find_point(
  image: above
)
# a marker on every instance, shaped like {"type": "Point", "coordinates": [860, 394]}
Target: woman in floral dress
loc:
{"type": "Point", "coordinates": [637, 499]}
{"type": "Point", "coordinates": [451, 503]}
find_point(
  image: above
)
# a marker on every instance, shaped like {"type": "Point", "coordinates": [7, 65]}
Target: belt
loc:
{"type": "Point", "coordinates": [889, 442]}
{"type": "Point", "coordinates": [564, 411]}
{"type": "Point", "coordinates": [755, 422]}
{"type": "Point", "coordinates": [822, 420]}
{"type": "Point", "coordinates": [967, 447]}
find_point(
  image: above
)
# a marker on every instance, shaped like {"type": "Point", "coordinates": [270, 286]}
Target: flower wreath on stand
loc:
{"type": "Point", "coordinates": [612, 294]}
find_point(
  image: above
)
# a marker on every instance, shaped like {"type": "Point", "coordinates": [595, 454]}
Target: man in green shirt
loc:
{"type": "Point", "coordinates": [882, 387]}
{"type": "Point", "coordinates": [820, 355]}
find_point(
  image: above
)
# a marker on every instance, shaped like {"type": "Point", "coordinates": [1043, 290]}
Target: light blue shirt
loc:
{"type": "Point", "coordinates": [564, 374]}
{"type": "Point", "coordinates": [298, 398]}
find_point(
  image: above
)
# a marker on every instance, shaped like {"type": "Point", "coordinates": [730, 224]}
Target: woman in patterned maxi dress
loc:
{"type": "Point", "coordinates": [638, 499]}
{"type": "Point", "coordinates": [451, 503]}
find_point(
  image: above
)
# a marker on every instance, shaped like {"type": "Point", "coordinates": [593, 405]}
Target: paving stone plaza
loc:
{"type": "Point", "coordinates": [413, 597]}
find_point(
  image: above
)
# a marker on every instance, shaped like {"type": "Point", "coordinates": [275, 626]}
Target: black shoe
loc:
* * *
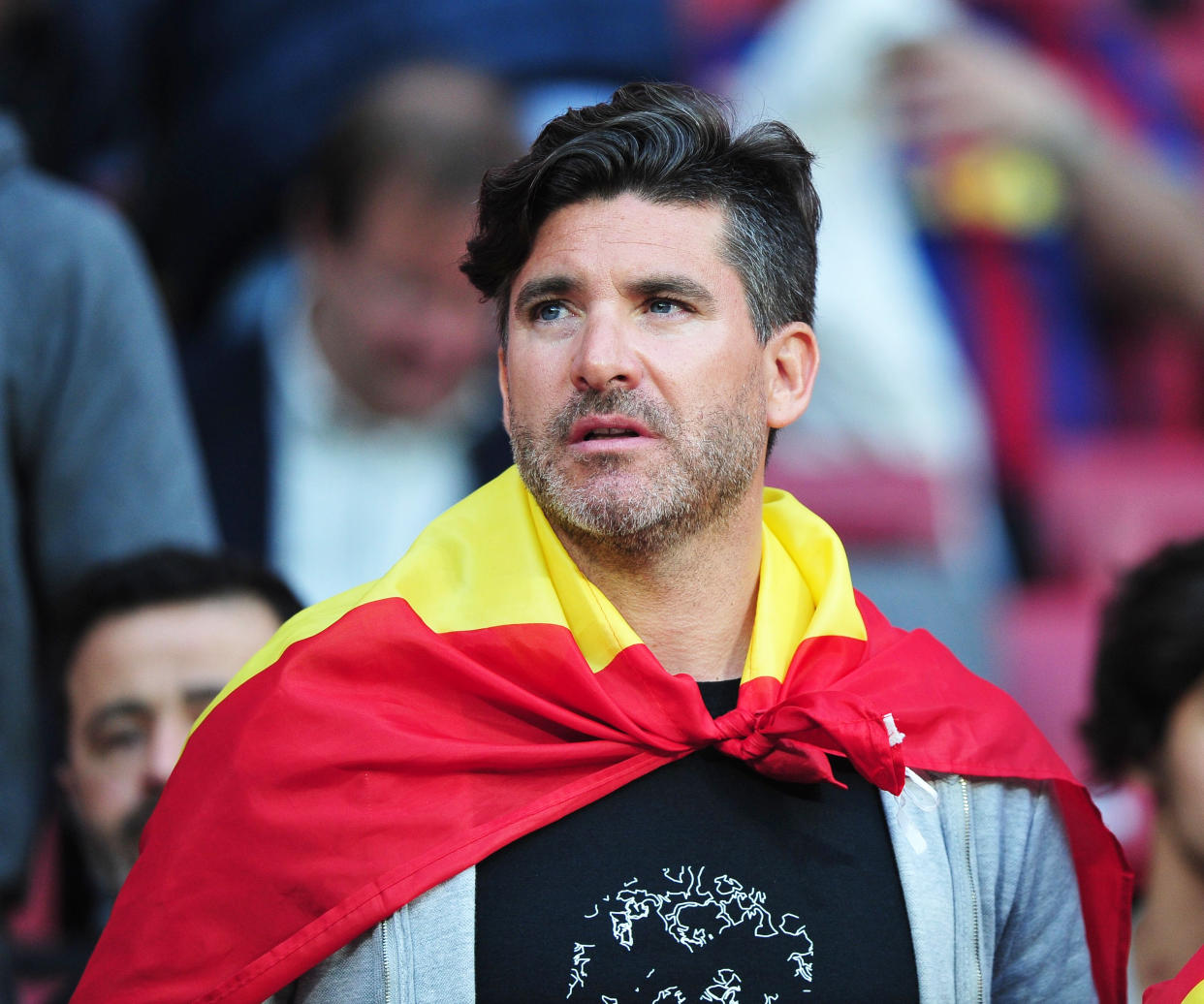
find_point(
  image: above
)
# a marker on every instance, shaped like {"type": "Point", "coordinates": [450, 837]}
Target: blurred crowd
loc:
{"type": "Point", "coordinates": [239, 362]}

→ WHAT YOU HAVE TO DO:
Above are the records; repeat exactly the lines from the one holding "Target: woman in floral dress" down to the one holding "Target: belt", end lines included.

→ TASK OUTPUT:
Target: woman in floral dress
loc:
{"type": "Point", "coordinates": [637, 499]}
{"type": "Point", "coordinates": [451, 503]}
find_point(
  image: above
)
# a marker on every instance, shaped like {"type": "Point", "coordinates": [7, 65]}
Target: belt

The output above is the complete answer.